_Aim of the task:_ Carry on the page extract about the psychoanalyst and Zen teacher from the point where it stops.

_Page extract:_
▼▼▼
Kagayaki is a psychoanalyst in private practice in Montpelier, VT. She is an ordained, transmitted teacher in the Soto Zen Buddhist lineage, on the faculty of the Buddhist Education Institute, Indian Creek Zen Hermitage, Ottawa, IL. She is a volunteer public educator on the subject of the commercial sex industry and its impact on domestic minor sex trafficking and sex tourism with children. She is a facilitator of social dreaming matrixes in retreats, workshops, and conference spaces. She is an award-winning writer and poet. Her new volume of poetry, Nothing Happened Last Night, from Finishing Line Press (2024), was recently released.

Jeanne Even: “The Zen of “O”: Bion’s Reverie and Buddhist Meditation”
▲▲▲
[Natural-language object grounding data]
▼▼▼
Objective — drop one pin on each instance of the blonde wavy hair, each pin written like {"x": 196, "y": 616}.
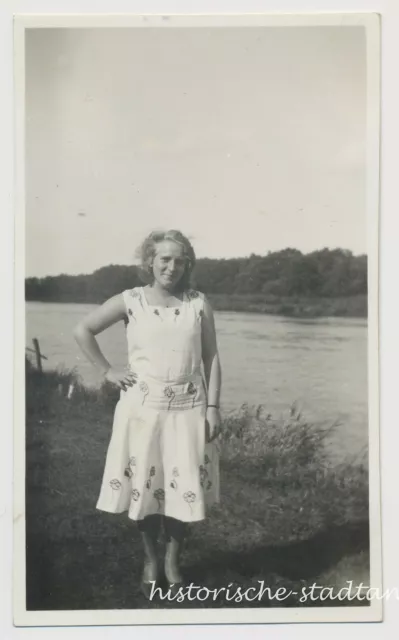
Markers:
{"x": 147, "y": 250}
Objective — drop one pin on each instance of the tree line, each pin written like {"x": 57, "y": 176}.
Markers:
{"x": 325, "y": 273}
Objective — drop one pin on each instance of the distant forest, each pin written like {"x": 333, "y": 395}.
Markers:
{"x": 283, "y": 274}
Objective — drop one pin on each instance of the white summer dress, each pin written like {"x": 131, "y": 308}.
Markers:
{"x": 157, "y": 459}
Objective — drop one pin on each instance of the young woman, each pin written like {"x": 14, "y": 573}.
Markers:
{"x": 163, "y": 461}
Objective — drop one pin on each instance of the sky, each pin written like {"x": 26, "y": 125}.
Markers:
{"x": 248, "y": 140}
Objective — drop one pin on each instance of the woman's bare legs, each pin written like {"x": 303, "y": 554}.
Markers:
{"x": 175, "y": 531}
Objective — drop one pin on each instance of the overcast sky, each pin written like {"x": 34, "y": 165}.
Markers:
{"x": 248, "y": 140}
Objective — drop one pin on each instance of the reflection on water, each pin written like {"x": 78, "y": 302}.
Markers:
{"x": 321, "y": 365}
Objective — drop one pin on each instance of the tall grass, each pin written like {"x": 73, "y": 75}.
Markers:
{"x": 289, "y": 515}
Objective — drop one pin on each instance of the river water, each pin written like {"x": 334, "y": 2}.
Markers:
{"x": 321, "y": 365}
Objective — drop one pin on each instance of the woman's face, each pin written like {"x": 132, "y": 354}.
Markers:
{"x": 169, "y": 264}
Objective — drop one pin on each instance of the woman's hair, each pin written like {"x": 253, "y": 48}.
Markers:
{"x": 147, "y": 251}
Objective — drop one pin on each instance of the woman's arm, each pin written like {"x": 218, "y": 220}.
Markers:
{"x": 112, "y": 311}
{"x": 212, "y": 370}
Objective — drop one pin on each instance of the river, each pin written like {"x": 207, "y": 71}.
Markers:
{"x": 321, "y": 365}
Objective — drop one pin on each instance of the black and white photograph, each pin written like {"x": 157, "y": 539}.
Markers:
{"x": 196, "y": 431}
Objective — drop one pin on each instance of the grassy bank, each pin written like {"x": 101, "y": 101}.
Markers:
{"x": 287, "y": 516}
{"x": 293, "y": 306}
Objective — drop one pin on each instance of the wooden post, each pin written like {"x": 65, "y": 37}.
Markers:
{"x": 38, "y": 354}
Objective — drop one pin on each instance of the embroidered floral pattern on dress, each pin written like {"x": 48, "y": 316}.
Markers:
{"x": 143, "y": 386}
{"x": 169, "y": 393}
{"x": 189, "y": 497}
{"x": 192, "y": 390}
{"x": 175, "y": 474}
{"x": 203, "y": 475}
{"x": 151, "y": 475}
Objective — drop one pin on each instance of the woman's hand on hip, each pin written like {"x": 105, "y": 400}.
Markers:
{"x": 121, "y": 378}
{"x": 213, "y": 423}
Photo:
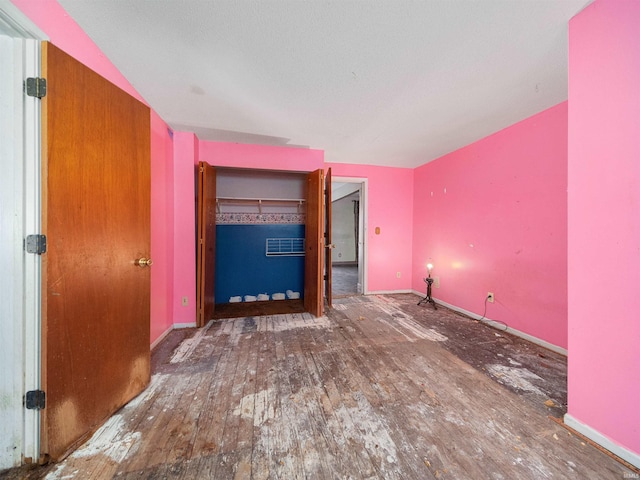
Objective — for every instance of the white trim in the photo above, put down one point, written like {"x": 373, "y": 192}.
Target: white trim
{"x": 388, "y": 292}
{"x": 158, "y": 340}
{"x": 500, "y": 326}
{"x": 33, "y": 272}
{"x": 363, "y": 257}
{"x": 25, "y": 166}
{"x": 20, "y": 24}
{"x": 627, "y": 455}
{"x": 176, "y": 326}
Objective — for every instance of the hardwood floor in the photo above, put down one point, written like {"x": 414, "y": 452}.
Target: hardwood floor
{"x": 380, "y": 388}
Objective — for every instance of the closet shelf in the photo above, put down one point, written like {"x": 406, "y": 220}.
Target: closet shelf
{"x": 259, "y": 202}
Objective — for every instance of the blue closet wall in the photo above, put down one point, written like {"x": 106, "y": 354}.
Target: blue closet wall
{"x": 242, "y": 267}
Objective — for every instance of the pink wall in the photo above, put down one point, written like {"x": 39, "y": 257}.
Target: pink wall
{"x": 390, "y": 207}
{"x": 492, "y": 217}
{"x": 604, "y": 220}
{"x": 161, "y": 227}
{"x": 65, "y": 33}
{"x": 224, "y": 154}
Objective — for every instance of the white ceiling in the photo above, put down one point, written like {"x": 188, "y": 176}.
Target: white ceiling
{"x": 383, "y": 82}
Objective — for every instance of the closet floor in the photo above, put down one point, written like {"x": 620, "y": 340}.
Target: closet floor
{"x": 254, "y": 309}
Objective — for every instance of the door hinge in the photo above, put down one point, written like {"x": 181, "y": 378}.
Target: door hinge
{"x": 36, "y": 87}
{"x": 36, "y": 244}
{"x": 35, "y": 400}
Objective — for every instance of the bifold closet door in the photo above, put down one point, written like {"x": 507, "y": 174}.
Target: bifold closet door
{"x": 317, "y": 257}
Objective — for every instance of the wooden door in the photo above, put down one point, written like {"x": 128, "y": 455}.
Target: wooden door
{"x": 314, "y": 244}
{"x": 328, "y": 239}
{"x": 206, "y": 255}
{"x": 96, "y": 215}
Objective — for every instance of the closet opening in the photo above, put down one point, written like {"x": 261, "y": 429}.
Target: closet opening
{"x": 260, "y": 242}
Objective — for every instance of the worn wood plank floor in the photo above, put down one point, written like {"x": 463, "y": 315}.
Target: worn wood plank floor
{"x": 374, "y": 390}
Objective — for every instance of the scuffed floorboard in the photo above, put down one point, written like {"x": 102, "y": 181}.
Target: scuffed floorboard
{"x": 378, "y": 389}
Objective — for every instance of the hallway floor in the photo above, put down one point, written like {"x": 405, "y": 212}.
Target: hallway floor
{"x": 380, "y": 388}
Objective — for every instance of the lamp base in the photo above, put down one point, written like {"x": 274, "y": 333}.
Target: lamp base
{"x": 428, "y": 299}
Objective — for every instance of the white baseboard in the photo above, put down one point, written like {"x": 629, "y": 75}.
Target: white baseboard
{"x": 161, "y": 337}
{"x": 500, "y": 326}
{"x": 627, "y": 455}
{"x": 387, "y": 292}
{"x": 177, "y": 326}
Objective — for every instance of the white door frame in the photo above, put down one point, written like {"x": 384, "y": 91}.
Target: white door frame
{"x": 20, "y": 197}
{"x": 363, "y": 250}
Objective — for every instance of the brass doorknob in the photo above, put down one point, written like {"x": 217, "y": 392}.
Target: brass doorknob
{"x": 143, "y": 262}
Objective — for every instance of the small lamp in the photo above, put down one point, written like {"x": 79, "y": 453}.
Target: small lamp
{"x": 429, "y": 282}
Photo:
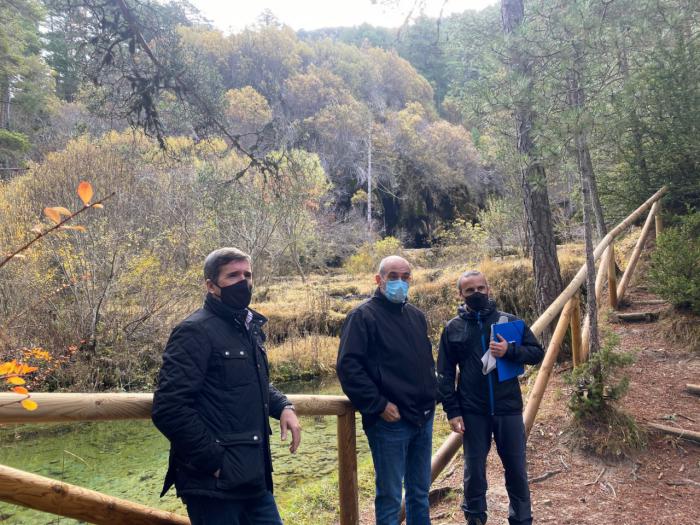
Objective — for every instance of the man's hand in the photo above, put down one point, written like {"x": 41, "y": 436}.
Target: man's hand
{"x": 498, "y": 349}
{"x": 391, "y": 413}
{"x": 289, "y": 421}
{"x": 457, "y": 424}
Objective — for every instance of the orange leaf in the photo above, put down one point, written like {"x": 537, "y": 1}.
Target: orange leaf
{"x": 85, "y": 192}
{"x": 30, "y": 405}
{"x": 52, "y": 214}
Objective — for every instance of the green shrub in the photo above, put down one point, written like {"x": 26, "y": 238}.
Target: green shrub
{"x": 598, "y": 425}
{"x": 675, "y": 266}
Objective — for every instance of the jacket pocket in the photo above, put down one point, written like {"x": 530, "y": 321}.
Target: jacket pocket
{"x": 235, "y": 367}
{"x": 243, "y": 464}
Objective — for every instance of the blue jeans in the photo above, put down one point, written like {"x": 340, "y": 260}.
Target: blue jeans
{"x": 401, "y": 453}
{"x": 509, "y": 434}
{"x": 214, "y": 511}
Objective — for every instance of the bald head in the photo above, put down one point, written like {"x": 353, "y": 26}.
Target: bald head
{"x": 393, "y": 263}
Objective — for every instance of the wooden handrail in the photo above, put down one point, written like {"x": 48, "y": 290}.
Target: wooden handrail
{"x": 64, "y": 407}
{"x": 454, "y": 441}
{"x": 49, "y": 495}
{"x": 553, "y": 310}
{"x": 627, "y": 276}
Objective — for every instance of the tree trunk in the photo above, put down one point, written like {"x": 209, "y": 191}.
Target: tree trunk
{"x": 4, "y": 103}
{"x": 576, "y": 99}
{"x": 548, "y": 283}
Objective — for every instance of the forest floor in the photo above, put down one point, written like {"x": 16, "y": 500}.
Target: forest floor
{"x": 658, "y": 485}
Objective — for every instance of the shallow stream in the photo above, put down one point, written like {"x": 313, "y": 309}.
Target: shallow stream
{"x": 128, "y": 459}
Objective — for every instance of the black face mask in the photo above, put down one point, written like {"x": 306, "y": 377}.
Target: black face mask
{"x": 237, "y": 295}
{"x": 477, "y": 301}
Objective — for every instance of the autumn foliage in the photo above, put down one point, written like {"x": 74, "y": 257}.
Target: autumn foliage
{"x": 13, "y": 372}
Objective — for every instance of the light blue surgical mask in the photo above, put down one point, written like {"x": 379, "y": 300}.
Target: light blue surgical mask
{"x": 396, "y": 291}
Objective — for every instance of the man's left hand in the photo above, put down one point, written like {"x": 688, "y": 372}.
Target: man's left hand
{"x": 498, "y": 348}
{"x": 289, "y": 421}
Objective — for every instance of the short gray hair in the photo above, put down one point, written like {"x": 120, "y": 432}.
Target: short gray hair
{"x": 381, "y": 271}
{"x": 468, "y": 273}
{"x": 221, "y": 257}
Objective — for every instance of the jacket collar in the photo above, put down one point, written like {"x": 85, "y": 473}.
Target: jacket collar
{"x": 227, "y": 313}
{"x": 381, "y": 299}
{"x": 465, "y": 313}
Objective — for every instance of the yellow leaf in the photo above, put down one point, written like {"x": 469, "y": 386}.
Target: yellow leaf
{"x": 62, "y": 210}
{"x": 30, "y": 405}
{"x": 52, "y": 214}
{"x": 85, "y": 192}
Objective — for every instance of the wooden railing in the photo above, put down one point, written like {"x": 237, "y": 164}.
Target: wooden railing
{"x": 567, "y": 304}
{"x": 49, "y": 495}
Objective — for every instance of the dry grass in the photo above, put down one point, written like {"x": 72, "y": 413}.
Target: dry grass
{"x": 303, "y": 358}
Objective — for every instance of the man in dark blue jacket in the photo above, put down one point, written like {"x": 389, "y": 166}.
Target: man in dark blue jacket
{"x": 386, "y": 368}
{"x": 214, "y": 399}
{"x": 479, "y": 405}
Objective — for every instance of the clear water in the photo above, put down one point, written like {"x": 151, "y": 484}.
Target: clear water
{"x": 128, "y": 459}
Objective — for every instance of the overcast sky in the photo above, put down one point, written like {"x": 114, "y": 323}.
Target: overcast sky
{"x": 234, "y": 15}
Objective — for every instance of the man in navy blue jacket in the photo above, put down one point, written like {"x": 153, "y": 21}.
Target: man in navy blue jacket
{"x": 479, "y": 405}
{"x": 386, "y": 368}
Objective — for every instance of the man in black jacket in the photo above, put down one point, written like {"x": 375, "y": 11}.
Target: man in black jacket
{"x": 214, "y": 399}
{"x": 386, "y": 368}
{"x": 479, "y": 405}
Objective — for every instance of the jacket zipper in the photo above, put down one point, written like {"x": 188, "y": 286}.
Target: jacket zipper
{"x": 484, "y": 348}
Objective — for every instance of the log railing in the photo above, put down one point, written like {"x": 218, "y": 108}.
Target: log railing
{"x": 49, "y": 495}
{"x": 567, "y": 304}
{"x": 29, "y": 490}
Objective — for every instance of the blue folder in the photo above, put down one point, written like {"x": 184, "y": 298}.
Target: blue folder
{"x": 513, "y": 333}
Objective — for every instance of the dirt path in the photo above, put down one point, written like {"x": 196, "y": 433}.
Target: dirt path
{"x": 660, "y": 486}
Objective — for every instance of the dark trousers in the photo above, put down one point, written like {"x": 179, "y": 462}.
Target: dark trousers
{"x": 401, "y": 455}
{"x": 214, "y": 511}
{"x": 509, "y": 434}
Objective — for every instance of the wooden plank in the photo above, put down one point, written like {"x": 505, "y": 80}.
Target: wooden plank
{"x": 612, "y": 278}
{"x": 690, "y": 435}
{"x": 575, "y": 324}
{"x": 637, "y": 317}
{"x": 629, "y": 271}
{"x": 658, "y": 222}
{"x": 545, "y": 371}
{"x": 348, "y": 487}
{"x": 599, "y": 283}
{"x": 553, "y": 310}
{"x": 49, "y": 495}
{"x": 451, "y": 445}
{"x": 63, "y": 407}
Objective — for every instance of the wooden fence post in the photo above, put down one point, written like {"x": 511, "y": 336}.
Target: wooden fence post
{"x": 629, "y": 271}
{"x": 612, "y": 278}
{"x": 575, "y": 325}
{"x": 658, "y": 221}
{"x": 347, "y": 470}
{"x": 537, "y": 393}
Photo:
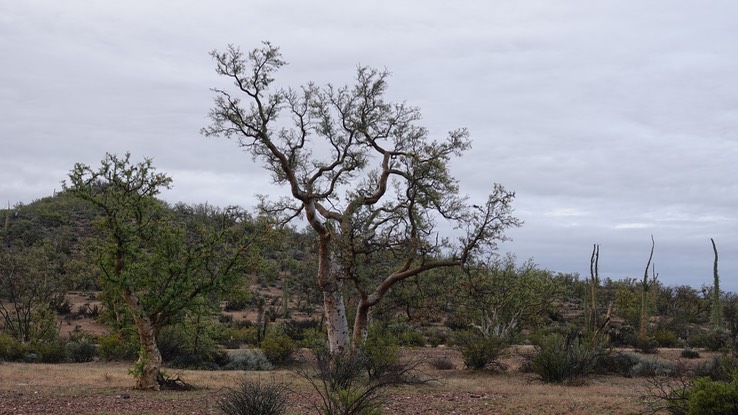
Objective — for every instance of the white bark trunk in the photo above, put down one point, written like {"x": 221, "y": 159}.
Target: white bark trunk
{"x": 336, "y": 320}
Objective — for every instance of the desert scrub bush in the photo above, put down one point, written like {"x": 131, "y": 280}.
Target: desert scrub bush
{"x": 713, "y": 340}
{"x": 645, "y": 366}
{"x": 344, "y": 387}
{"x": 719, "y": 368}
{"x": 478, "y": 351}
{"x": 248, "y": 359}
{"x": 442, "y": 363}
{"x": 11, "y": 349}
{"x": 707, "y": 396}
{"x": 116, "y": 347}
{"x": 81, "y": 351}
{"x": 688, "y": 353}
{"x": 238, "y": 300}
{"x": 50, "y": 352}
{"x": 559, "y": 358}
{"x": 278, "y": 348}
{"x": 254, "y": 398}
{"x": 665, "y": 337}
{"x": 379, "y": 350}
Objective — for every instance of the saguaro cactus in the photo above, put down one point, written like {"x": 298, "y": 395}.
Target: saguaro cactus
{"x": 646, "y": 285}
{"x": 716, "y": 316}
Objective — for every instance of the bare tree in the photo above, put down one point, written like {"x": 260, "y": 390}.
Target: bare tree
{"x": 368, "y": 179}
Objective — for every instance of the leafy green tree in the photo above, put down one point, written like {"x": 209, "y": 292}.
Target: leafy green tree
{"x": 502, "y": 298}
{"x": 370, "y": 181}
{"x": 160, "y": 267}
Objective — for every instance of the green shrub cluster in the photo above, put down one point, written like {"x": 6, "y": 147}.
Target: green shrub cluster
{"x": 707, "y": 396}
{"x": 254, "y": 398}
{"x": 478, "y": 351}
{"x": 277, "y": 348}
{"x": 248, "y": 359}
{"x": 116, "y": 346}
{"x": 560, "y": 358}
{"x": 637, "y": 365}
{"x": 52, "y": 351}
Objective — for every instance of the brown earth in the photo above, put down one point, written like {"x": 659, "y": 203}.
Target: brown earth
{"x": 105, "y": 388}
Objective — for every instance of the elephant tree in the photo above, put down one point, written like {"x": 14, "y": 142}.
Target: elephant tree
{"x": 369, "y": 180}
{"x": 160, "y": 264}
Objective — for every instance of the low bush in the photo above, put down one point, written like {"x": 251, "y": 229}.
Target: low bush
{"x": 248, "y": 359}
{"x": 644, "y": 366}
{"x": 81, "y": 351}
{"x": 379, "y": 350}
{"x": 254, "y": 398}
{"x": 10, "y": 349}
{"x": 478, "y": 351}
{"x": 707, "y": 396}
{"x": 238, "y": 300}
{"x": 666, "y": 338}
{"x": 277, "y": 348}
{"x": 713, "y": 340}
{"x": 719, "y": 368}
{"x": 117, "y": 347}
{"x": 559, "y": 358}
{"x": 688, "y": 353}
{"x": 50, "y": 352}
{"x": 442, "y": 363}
▲▲▲
_Output for this exercise:_
This paper will examine the interdisciplinary connection between Zen Buddhism and Bion’s theoretical idea of the “unknown”, absolute truth, or “O”. Bion describes ‘O’ as a state of being- in-the-present-moment. It is the truth of what is happening and is specific to the particular analyst and the particular patient at the particular time in the analysis. In Zen Buddhism, the practitioner has to simply be aware of the rising and falling of all physical, sensory, and mental perceptions; to be comfortable with not knowing, allowing the mind to detach and develop a reflective capacity. In this paper I will present the clinical case of Ms. A, which will illustrate
how I was able to use my practice of meditation as an instrument for applying Bion’s concept of the unknown or O. Bion describes a theoretical concept of relinquishing memory, understanding and desire in a clinical session. Ultimately, I developed a more profound sense of the meaning of her words, as opposed to my intellectual interpretation of her words. I was able to understand what she was thinking rather than what I thought she was thinking, acknowledging the unknown of the present moment.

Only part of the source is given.